■ The data
---------------

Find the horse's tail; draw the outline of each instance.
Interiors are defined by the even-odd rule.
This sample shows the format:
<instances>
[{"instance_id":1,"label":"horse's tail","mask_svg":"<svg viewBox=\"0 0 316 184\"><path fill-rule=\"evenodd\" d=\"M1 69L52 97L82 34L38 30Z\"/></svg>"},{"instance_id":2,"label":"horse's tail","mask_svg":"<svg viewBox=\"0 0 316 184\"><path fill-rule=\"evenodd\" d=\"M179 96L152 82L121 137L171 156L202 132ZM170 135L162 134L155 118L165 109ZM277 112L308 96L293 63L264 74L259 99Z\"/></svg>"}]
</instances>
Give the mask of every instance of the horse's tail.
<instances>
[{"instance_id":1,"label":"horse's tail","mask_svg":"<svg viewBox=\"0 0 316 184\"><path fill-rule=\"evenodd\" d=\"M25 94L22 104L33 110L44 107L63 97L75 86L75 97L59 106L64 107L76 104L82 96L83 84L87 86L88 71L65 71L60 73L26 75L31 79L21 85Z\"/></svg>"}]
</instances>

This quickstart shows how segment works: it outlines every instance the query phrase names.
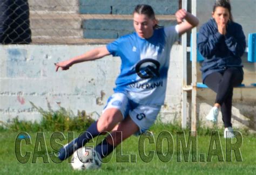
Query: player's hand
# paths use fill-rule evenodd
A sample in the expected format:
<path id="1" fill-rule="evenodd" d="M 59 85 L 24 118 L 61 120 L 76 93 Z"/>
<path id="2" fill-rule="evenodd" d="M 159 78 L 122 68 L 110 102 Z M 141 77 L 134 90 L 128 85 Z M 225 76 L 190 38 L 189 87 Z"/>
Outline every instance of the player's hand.
<path id="1" fill-rule="evenodd" d="M 217 23 L 218 25 L 218 31 L 221 34 L 226 34 L 227 32 L 226 30 L 226 24 L 224 21 L 219 22 Z"/>
<path id="2" fill-rule="evenodd" d="M 187 16 L 187 11 L 184 9 L 179 9 L 175 13 L 178 24 L 182 23 Z"/>
<path id="3" fill-rule="evenodd" d="M 59 68 L 60 68 L 63 71 L 65 71 L 69 69 L 69 67 L 72 66 L 69 60 L 55 63 L 54 64 L 56 66 L 55 70 L 56 72 L 58 71 Z"/>

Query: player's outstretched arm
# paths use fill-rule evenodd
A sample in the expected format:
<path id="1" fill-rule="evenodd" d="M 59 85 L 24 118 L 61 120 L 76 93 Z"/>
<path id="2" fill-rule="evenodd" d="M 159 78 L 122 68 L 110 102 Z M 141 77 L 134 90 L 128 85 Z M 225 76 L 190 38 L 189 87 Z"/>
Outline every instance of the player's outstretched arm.
<path id="1" fill-rule="evenodd" d="M 178 23 L 179 23 L 178 31 L 180 36 L 197 26 L 199 23 L 199 20 L 196 17 L 186 11 L 185 9 L 179 10 L 175 16 Z"/>
<path id="2" fill-rule="evenodd" d="M 94 60 L 108 55 L 110 54 L 106 46 L 96 48 L 81 55 L 71 58 L 69 60 L 55 63 L 56 71 L 56 72 L 58 71 L 59 68 L 60 68 L 62 70 L 68 70 L 69 69 L 69 67 L 73 64 L 84 61 Z"/>

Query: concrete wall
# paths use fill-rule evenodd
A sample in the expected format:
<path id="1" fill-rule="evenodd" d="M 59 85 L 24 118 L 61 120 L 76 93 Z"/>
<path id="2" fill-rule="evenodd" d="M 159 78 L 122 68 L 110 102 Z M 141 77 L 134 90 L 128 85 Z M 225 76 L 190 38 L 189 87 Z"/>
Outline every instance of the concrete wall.
<path id="1" fill-rule="evenodd" d="M 197 16 L 200 20 L 198 29 L 212 17 L 215 2 L 215 0 L 197 0 Z M 233 19 L 242 25 L 247 41 L 248 34 L 256 32 L 256 1 L 231 0 L 231 4 Z"/>
<path id="2" fill-rule="evenodd" d="M 81 54 L 98 45 L 6 45 L 0 50 L 0 121 L 17 116 L 39 120 L 29 102 L 48 109 L 59 104 L 76 114 L 78 110 L 99 115 L 112 94 L 119 72 L 120 59 L 106 57 L 56 72 L 54 62 Z M 166 103 L 161 116 L 171 121 L 180 115 L 180 46 L 172 50 Z M 95 113 L 95 117 L 98 115 Z"/>
<path id="3" fill-rule="evenodd" d="M 156 14 L 174 14 L 179 0 L 79 0 L 79 12 L 85 14 L 131 15 L 138 4 L 149 4 Z"/>

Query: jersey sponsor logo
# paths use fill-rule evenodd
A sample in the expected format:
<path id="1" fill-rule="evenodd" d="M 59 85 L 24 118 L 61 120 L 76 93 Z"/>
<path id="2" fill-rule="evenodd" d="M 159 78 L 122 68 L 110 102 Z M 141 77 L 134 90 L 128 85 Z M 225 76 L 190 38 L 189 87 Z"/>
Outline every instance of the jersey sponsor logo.
<path id="1" fill-rule="evenodd" d="M 116 100 L 112 102 L 112 105 L 116 106 L 120 106 L 122 105 L 122 102 L 120 100 Z"/>
<path id="2" fill-rule="evenodd" d="M 137 114 L 136 116 L 137 119 L 138 119 L 138 120 L 142 120 L 145 117 L 146 117 L 146 115 L 144 113 L 140 113 Z"/>
<path id="3" fill-rule="evenodd" d="M 159 77 L 160 63 L 156 60 L 146 58 L 140 60 L 135 67 L 135 71 L 142 79 Z"/>
<path id="4" fill-rule="evenodd" d="M 149 89 L 154 89 L 158 87 L 163 87 L 163 81 L 153 82 L 153 83 L 132 83 L 129 85 L 130 87 L 133 88 Z"/>
<path id="5" fill-rule="evenodd" d="M 132 47 L 132 51 L 136 52 L 136 51 L 137 51 L 137 48 L 135 46 L 133 46 Z"/>

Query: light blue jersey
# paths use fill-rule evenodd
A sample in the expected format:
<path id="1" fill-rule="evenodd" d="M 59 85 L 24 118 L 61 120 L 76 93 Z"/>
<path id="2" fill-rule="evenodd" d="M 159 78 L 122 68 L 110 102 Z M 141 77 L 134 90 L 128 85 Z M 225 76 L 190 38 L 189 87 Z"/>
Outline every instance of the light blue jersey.
<path id="1" fill-rule="evenodd" d="M 178 39 L 176 27 L 170 26 L 155 30 L 147 39 L 134 32 L 108 44 L 109 52 L 122 60 L 114 92 L 139 104 L 163 104 L 171 48 Z"/>

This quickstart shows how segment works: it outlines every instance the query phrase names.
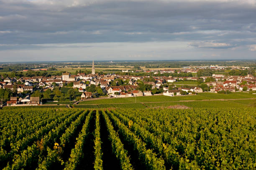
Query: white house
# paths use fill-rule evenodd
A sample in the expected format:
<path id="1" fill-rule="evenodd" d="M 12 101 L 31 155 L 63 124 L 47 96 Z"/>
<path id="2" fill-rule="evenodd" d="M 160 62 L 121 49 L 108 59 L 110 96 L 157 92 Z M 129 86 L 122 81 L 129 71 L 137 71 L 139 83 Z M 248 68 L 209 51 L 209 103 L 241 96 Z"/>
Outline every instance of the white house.
<path id="1" fill-rule="evenodd" d="M 181 95 L 179 90 L 167 90 L 166 92 L 164 92 L 164 95 L 168 96 L 173 96 L 174 95 L 174 93 L 176 93 L 177 95 Z"/>
<path id="2" fill-rule="evenodd" d="M 152 93 L 151 91 L 144 91 L 143 92 L 144 96 L 150 96 L 152 95 Z"/>

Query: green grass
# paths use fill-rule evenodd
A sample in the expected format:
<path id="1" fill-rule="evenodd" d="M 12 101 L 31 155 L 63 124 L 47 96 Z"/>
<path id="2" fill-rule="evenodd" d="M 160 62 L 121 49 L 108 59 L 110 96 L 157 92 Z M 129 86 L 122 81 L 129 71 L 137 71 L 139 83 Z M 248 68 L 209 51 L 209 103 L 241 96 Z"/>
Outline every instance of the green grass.
<path id="1" fill-rule="evenodd" d="M 70 103 L 72 104 L 74 102 L 73 101 L 72 101 Z M 46 102 L 45 103 L 44 103 L 44 105 L 58 105 L 58 104 L 63 104 L 63 105 L 69 105 L 69 101 L 61 101 L 58 102 Z"/>
<path id="2" fill-rule="evenodd" d="M 136 98 L 138 102 L 161 102 L 179 101 L 182 100 L 201 100 L 210 99 L 229 99 L 256 98 L 256 95 L 240 92 L 226 95 L 210 92 L 198 93 L 196 95 L 187 95 L 183 96 L 170 97 L 164 95 L 153 95 L 151 96 L 140 96 Z M 95 100 L 88 100 L 80 102 L 79 104 L 84 105 L 90 104 L 113 104 L 135 102 L 135 98 L 125 98 L 99 99 Z"/>
<path id="3" fill-rule="evenodd" d="M 102 104 L 99 105 L 74 105 L 74 108 L 121 108 L 144 109 L 146 107 L 141 103 L 125 103 L 125 104 Z"/>
<path id="4" fill-rule="evenodd" d="M 256 103 L 256 100 L 230 100 L 230 102 L 236 103 L 241 103 L 245 105 L 251 105 Z"/>
<path id="5" fill-rule="evenodd" d="M 172 102 L 148 103 L 145 104 L 149 108 L 158 107 L 166 107 L 174 105 L 183 105 L 193 108 L 245 108 L 249 107 L 247 105 L 233 102 L 233 100 L 197 101 L 195 102 Z"/>

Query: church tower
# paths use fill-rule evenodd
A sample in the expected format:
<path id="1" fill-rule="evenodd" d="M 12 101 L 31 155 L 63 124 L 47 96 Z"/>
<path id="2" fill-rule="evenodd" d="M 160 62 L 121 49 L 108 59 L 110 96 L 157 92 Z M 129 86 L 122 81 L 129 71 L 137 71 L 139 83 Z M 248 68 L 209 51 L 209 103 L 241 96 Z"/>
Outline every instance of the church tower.
<path id="1" fill-rule="evenodd" d="M 95 69 L 94 69 L 94 62 L 92 60 L 92 74 L 93 75 L 95 74 Z"/>

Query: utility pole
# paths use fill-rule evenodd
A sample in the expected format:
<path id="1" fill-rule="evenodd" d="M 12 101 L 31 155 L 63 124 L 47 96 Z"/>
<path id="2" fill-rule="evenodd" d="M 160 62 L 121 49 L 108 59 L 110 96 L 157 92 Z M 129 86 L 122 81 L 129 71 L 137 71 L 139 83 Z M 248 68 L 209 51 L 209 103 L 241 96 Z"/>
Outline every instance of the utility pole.
<path id="1" fill-rule="evenodd" d="M 136 96 L 137 96 L 137 95 L 135 95 L 135 103 L 136 103 Z"/>

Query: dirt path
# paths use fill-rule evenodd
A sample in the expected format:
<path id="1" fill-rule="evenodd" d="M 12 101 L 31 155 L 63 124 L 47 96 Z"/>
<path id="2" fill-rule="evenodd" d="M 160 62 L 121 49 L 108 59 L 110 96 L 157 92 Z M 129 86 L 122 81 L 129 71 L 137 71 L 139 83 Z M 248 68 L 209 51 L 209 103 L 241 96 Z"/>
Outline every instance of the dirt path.
<path id="1" fill-rule="evenodd" d="M 136 103 L 141 103 L 143 104 L 143 103 L 161 103 L 161 102 L 199 102 L 201 101 L 215 101 L 215 100 L 253 100 L 256 99 L 256 98 L 248 98 L 245 99 L 206 99 L 206 100 L 179 100 L 179 101 L 168 101 L 165 102 L 136 102 Z M 85 104 L 84 105 L 98 105 L 100 104 L 128 104 L 128 103 L 135 103 L 135 102 L 123 102 L 123 103 L 97 103 L 97 104 Z"/>

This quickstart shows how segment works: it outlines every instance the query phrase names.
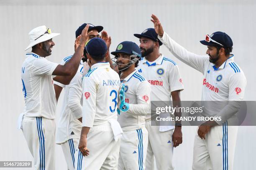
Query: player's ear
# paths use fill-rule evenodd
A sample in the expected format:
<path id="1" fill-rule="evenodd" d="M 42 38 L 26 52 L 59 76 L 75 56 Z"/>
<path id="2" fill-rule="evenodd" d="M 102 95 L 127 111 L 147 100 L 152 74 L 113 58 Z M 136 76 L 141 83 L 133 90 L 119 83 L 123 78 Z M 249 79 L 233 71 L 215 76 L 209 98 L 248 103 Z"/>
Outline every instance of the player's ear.
<path id="1" fill-rule="evenodd" d="M 89 60 L 92 60 L 92 57 L 91 57 L 90 54 L 88 53 L 86 53 L 86 56 L 87 56 L 87 58 L 89 59 Z"/>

---------------

■ What you will do
Please reproduce, line for line, the part of the listing above that opens with the line containing "Query: player's outstretched arm" and closes with the line containing "156 14 L 174", both of those lines included.

■ Output below
Query: player's outstretched arm
# paths use fill-rule evenodd
A sample in the expected format:
<path id="1" fill-rule="evenodd" d="M 59 85 L 24 118 L 61 120 L 76 93 Z"/>
<path id="2" fill-rule="evenodd" d="M 159 78 L 122 68 L 110 102 Z M 141 77 L 134 90 L 128 85 Z M 225 76 L 190 38 L 189 87 Z"/>
Outline every instance of the player's outstretched arm.
<path id="1" fill-rule="evenodd" d="M 178 23 L 179 23 L 178 31 L 180 36 L 197 26 L 199 23 L 199 20 L 196 17 L 186 11 L 185 9 L 179 10 L 175 16 Z"/>
<path id="2" fill-rule="evenodd" d="M 94 60 L 108 55 L 110 54 L 106 46 L 96 48 L 81 55 L 71 58 L 69 60 L 55 63 L 56 71 L 56 72 L 58 71 L 59 68 L 60 68 L 62 70 L 68 70 L 69 69 L 69 67 L 73 64 L 84 61 Z"/>

Query: concrete wall
# paths use fill-rule evenodd
A sample in the expected format:
<path id="1" fill-rule="evenodd" d="M 59 85 L 24 118 L 61 120 L 76 93 Z"/>
<path id="2" fill-rule="evenodd" d="M 159 78 L 122 68 L 110 102 Z M 141 77 L 134 90 L 128 85 Z M 225 76 L 190 38 L 189 87 Z"/>
Outline every instance of the concrete wall.
<path id="1" fill-rule="evenodd" d="M 197 16 L 200 20 L 198 29 L 212 17 L 215 2 L 215 0 L 197 0 Z M 233 19 L 242 25 L 247 41 L 248 34 L 256 32 L 256 1 L 231 0 L 231 4 Z"/>
<path id="2" fill-rule="evenodd" d="M 81 54 L 98 45 L 6 45 L 0 50 L 0 121 L 17 116 L 39 120 L 29 102 L 48 109 L 59 104 L 76 114 L 78 110 L 99 115 L 112 94 L 119 72 L 120 59 L 106 57 L 56 72 L 54 62 Z M 166 103 L 161 116 L 171 121 L 180 115 L 180 46 L 172 50 Z M 95 113 L 95 117 L 98 115 Z"/>
<path id="3" fill-rule="evenodd" d="M 156 14 L 174 14 L 179 0 L 79 0 L 79 12 L 85 14 L 131 15 L 138 4 L 149 4 Z"/>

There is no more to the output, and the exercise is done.